*TASK OBJECTIVE*
Would you repeat the listing exactly but omit every picture?

*GIVEN RECORDS*
◇ ◇ ◇
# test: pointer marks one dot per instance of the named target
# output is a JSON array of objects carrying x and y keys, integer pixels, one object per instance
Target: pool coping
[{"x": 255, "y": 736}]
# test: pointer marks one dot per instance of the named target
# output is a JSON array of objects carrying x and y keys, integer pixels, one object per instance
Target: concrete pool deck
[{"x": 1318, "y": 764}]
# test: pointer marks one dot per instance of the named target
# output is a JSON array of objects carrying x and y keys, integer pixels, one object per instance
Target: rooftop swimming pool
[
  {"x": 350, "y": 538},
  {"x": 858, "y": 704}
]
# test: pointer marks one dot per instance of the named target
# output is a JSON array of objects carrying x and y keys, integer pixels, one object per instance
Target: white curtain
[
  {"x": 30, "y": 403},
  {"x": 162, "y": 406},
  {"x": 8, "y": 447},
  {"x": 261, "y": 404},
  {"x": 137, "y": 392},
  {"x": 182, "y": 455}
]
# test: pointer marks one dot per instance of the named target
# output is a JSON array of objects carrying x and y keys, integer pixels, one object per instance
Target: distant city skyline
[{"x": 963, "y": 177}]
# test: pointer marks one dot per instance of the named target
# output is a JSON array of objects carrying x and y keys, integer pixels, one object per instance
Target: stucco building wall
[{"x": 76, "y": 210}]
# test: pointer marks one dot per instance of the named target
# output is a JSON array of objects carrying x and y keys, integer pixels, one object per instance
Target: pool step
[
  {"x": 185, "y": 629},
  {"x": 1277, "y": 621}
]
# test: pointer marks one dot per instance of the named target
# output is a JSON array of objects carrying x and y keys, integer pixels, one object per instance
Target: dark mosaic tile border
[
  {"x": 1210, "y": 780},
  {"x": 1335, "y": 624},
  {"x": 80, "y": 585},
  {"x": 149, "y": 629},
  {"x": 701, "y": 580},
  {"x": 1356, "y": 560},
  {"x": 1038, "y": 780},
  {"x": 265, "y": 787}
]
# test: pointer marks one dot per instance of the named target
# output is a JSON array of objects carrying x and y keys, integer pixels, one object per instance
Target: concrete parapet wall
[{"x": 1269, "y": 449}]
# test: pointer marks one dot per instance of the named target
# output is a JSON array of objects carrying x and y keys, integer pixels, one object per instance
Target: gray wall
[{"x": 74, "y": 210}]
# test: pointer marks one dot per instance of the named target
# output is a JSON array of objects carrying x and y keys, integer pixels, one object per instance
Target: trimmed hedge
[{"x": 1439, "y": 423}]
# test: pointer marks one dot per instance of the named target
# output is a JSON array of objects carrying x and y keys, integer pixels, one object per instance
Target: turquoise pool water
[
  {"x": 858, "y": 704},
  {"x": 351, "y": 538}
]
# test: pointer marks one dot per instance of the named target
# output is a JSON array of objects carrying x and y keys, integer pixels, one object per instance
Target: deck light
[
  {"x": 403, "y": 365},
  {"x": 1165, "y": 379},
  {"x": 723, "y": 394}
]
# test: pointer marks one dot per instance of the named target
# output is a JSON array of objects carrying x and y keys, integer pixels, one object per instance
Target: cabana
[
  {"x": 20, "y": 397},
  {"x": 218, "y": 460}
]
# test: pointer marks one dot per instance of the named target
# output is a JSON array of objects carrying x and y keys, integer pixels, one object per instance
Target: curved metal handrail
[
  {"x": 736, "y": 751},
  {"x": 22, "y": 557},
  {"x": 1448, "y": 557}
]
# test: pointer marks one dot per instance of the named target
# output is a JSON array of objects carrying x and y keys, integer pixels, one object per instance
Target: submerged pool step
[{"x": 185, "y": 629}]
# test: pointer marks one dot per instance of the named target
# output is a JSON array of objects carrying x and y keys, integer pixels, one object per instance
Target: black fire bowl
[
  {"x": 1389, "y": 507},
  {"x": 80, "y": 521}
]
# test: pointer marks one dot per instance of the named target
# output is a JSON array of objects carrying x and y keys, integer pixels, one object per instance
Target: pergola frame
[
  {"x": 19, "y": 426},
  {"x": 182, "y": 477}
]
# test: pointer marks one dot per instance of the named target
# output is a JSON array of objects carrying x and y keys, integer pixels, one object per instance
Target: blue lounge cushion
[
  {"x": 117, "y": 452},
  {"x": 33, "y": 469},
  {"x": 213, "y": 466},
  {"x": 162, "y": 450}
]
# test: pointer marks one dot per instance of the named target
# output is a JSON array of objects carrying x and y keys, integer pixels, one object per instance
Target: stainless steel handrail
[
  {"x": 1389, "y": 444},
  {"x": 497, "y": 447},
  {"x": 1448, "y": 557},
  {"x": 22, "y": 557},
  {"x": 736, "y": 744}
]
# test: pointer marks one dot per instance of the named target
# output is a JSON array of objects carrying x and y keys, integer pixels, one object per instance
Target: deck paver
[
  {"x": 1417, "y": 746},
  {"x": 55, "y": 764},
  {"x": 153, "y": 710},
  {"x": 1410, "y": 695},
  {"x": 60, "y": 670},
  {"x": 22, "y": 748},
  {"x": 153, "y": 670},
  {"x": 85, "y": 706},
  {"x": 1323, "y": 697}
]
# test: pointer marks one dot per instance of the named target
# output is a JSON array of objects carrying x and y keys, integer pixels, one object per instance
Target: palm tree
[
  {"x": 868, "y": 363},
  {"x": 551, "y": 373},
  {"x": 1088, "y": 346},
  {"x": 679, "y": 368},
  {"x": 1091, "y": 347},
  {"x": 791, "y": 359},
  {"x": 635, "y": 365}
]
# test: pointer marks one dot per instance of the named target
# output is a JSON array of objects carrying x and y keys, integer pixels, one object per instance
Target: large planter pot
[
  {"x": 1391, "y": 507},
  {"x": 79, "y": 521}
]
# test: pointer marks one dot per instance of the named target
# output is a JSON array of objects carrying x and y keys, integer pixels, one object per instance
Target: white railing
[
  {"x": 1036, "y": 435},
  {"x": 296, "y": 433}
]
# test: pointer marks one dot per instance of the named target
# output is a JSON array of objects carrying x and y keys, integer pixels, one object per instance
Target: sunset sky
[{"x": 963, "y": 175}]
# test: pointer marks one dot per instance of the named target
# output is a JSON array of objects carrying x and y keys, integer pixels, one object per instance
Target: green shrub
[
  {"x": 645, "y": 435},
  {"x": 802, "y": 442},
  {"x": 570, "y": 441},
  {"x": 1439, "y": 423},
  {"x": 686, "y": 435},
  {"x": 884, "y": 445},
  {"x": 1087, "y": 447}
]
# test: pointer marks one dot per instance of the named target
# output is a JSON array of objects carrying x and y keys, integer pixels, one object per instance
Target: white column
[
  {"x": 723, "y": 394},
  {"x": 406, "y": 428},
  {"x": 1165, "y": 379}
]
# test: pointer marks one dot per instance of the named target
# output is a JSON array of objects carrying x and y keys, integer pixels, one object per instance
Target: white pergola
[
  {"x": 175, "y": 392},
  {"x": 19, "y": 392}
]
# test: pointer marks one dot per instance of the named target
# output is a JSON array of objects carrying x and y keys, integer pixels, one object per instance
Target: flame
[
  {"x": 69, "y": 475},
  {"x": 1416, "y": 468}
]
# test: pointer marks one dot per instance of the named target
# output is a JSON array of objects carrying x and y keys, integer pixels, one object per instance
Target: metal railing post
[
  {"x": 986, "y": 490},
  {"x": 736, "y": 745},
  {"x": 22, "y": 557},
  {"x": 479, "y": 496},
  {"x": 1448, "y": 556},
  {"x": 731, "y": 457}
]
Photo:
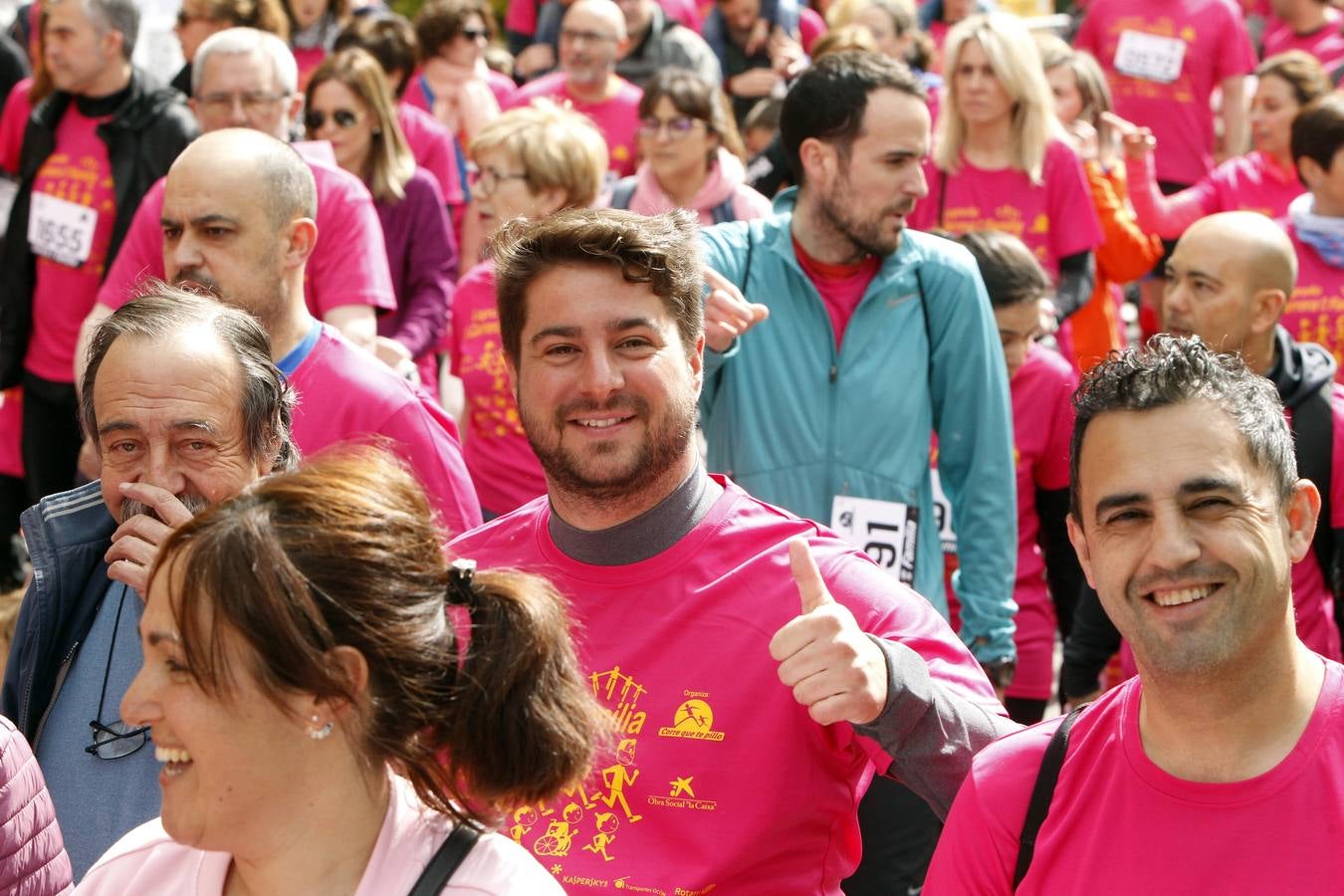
◇ ◇ ◇
*RESULT*
# test: pointer marks one dot per instance of the named target
# output is a JSON array of objects carrying x and y keys, integer pixels, one object per instance
Target: pool coping
[{"x": 255, "y": 736}]
# test: pointer marks one dot per instance of the named target
# output is a JSON array of objects carrying x and y keys, integer pixels, one object per instance
Target: concrete pool deck
[{"x": 1318, "y": 764}]
# test: pointer marks one dot per instance of the named target
# output is a JSON array of objects carrying x and y keys, integer pixels, one object per instance
Target: rooftop swimming pool
[
  {"x": 350, "y": 538},
  {"x": 858, "y": 704}
]
# test: pointer marks one dot per instance of the named target
# output is a JSON array of objects carrying x and y keys, integer pixels, one object per instance
Target: white curtain
[
  {"x": 30, "y": 403},
  {"x": 162, "y": 406},
  {"x": 8, "y": 447},
  {"x": 261, "y": 404},
  {"x": 137, "y": 392},
  {"x": 182, "y": 455}
]
# test: pointer marks one dot per instance of the named target
# output is a JSON array of objects carrying x and y keys, integer pixels, one object per instance
Target: distant city skyline
[{"x": 963, "y": 177}]
# test: pointer marks one dot per instance of the named target
# output is a JSON array of objects carrying x and y keys, integer pixels, one object per instance
Target: stucco building wall
[{"x": 76, "y": 210}]
# test: pointer marks one dot per instance of the named target
# output is a JSON array of objects carrying x and y keys, integer pixels, one object per instance
Target: pool step
[
  {"x": 185, "y": 629},
  {"x": 1277, "y": 621}
]
# test: pointer marks one dot per instance of the named target
# output is a JSON array of objects carrying x and y keys, integer pixels, one object per instance
Target: dark mosaic tile border
[
  {"x": 1210, "y": 780},
  {"x": 1335, "y": 624},
  {"x": 80, "y": 585},
  {"x": 149, "y": 629},
  {"x": 701, "y": 580},
  {"x": 1356, "y": 560},
  {"x": 1038, "y": 780},
  {"x": 265, "y": 787}
]
# test: pointer marks one dot per instance of the named target
# output is a JSON array of objects carrying x and y keys, integer pixels, one object per instance
Target: concrete parapet wall
[{"x": 1269, "y": 449}]
# test: pointer marks one dot per instance of the named target
# output is a JSON array of objects carrying x and y keys, integer pixels, one object per instance
Target: gray wall
[{"x": 74, "y": 210}]
# test: pointer marks one dot per instance of the named target
# output is a JSON array of objects carrying x and y keys, integer pixels, one object per instance
Target: trimmed hedge
[{"x": 1439, "y": 423}]
# test: pointer marks one dot per instance of the named target
# output is a JSON array of objects carrying x and y keys, integer pixels, one object per instance
Target: turquoise pool water
[
  {"x": 858, "y": 704},
  {"x": 351, "y": 538}
]
# test: pointer marks one dot per instance of the named target
# output is a JSON array of objects carrying x and y keys, integer pixels, one object per instance
Target: deck light
[
  {"x": 403, "y": 365},
  {"x": 1165, "y": 379},
  {"x": 723, "y": 394}
]
# test: pointer marks one dot per instance of the named target
# output is a JSON array of objects carrying x and y keys, integer pixels, one object per instance
Target: cabana
[
  {"x": 20, "y": 397},
  {"x": 218, "y": 460}
]
# test: pointer marks one dot per instance of the named target
# output is a JSON array of objects carrying x and y keys, integer pixels, one object per instance
Target: curved metal handrail
[
  {"x": 736, "y": 751},
  {"x": 22, "y": 557},
  {"x": 1448, "y": 557}
]
# test: pointer marks one dot per instance of the named target
# output is a JSON array of objects carrying x and y keys, integer pixels, one object per instance
Target: submerged pool step
[{"x": 185, "y": 629}]
# test: pointer marks one dot per instance of the named target
# output is a JSON array of objects carrying x and y keys, integer pixels, one object per instance
Target: black fire bowl
[
  {"x": 1389, "y": 507},
  {"x": 80, "y": 521}
]
# test: pointer marks one dot per instance of the named target
# output is a JSON array of objects carrying x and y keys, integer pixels, one object per instance
Target: pergola frame
[
  {"x": 19, "y": 426},
  {"x": 182, "y": 477}
]
# test: pointer marks one dot per instance of the named target
# output is a JSON array of objects carrying x and y keys, integer pixels, one object per instance
Target: blue lounge cushion
[
  {"x": 117, "y": 452},
  {"x": 33, "y": 469},
  {"x": 213, "y": 466},
  {"x": 162, "y": 450}
]
# test: pointer marks one dot per instance of the named target
# output is a JSON array of objects carrying x and y keys, integer pixels, one object per instance
Target: stainless steel handrail
[
  {"x": 1389, "y": 444},
  {"x": 497, "y": 447},
  {"x": 1448, "y": 557},
  {"x": 22, "y": 557},
  {"x": 736, "y": 744}
]
# test: pointer marks one dot per instance of the named target
# output is a JSON array of objects carrying x and y keys, integer pixels, one object per instance
Target: deck paver
[
  {"x": 1417, "y": 746},
  {"x": 55, "y": 764},
  {"x": 153, "y": 710},
  {"x": 1410, "y": 695},
  {"x": 60, "y": 670},
  {"x": 22, "y": 748},
  {"x": 153, "y": 670},
  {"x": 85, "y": 706},
  {"x": 1323, "y": 697}
]
# test: pointer marks one dot per instance of the named target
# output is a JSON array of objects carrying x and y keys, integer pixels, one object per instance
Target: palm tree
[
  {"x": 868, "y": 363},
  {"x": 551, "y": 373},
  {"x": 1088, "y": 346},
  {"x": 679, "y": 368},
  {"x": 1091, "y": 347},
  {"x": 791, "y": 359},
  {"x": 635, "y": 365}
]
# test: pointer marks one dot per instance of the named target
# output is a JSON array of objects carrying x and y keys, integer pixels, one object per instance
Target: large planter pot
[
  {"x": 1391, "y": 507},
  {"x": 79, "y": 521}
]
# test: pointer marks one dot per instance of the named target
# output is a JSON array of objects carrying x and y keys, integer pixels, one object per instance
Target: white railing
[
  {"x": 1036, "y": 435},
  {"x": 296, "y": 433}
]
# test: pointer marks one dot per instance of the named target
# output is a JSON array of objects carrying x and y keys, integer pixels, one object per instance
Target: sunset sky
[{"x": 963, "y": 175}]
# test: pointer marks one dot per instance of the named target
# output is a JSON array of objects carrying x and y keys, integer pixels, one object per instance
Target: green shrub
[
  {"x": 645, "y": 435},
  {"x": 802, "y": 442},
  {"x": 570, "y": 441},
  {"x": 1439, "y": 423},
  {"x": 686, "y": 435},
  {"x": 884, "y": 445},
  {"x": 1087, "y": 447}
]
# test: pointer marks one dot per instance of the named target
# output is a JSON array of objects carrying x and y keys, integer pixels, one object per instance
Target: white column
[
  {"x": 723, "y": 394},
  {"x": 406, "y": 428},
  {"x": 1165, "y": 379}
]
# test: pointer marks one dot per instance of the named target
# output is a JSON array of objects carrying x and y keys, integer pixels, one object per instance
Target: white pergola
[
  {"x": 175, "y": 392},
  {"x": 19, "y": 392}
]
# test: pointer marks one dot per instance of the named target
# output is a JSON array of objects carrying x and y keys, integer pixels, one object per instance
Target: flame
[
  {"x": 69, "y": 475},
  {"x": 1416, "y": 468}
]
# test: pointer marks one dot per instance of the named target
# output is a JSON array of objects carrying x and y keys, integer pixels, one object per instance
Target: metal railing post
[
  {"x": 986, "y": 490},
  {"x": 736, "y": 745},
  {"x": 22, "y": 557},
  {"x": 479, "y": 496},
  {"x": 1448, "y": 556},
  {"x": 731, "y": 457}
]
Photo:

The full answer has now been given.